Dataset entries

↓↓↓

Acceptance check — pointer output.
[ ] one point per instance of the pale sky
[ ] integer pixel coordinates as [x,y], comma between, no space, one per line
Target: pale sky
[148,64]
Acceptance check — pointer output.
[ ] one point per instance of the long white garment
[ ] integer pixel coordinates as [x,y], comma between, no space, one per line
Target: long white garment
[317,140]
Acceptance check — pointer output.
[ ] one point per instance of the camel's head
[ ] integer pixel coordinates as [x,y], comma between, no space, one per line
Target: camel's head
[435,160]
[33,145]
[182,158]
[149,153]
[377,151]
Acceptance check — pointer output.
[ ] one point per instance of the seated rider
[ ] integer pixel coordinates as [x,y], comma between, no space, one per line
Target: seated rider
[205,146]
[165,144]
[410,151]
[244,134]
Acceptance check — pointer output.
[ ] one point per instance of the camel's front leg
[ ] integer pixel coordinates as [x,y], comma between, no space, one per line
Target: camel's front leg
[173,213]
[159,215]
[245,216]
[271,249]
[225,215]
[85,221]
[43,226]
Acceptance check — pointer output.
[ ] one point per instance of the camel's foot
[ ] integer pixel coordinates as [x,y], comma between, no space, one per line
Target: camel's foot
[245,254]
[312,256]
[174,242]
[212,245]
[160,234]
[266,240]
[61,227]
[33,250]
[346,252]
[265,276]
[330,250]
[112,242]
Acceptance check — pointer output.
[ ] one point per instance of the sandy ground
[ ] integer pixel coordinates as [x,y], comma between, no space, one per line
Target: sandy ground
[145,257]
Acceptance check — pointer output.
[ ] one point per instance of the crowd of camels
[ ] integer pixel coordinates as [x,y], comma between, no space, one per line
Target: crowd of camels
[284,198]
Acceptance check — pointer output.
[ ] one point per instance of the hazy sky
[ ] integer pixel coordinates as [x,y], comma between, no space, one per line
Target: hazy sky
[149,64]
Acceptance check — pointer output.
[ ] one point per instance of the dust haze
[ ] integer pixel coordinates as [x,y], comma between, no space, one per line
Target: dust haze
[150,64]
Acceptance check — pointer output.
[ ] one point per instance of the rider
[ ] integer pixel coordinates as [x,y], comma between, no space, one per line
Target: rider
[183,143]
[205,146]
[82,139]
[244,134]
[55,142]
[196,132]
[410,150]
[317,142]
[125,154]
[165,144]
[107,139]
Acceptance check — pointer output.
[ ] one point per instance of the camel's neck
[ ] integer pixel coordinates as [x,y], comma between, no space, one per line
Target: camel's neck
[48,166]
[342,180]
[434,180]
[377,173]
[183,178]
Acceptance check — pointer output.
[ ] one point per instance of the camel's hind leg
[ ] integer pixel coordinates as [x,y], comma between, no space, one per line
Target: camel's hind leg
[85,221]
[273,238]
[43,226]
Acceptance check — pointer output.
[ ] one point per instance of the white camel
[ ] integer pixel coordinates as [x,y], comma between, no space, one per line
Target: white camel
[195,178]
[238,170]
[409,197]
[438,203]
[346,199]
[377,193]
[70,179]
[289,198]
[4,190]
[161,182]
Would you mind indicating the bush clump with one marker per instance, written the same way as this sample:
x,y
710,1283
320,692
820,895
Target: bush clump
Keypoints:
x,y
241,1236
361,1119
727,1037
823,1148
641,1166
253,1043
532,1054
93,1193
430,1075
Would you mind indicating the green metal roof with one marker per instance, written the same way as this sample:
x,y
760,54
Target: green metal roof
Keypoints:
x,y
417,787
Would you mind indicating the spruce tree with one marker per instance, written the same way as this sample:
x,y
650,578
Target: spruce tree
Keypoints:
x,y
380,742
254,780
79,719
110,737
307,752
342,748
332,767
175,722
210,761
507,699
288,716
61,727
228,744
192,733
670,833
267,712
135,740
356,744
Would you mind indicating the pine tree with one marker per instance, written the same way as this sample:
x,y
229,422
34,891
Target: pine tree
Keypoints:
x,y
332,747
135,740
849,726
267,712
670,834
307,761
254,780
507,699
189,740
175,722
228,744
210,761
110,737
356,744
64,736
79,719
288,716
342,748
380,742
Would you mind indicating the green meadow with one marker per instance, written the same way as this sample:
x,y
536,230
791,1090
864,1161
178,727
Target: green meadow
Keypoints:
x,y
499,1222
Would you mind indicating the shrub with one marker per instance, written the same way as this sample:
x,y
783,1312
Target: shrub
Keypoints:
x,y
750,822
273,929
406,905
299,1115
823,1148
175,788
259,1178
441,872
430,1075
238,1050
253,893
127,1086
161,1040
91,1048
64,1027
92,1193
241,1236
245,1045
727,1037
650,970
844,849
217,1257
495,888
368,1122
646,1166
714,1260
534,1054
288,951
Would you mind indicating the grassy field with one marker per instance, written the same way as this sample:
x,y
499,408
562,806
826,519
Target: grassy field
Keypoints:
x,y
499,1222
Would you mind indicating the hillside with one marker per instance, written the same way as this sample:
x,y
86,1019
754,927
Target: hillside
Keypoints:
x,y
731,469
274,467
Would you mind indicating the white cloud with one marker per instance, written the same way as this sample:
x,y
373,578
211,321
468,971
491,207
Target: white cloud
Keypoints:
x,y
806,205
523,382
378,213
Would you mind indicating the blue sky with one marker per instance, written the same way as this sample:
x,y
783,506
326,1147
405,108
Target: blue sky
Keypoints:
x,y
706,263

↑↑↑

What to produce
Gather all lines with the string "meadow" from the data.

Solution to this problem
Would you mind indicating the green meadow with one marker per instance, written the same way as this sample:
Target: green meadow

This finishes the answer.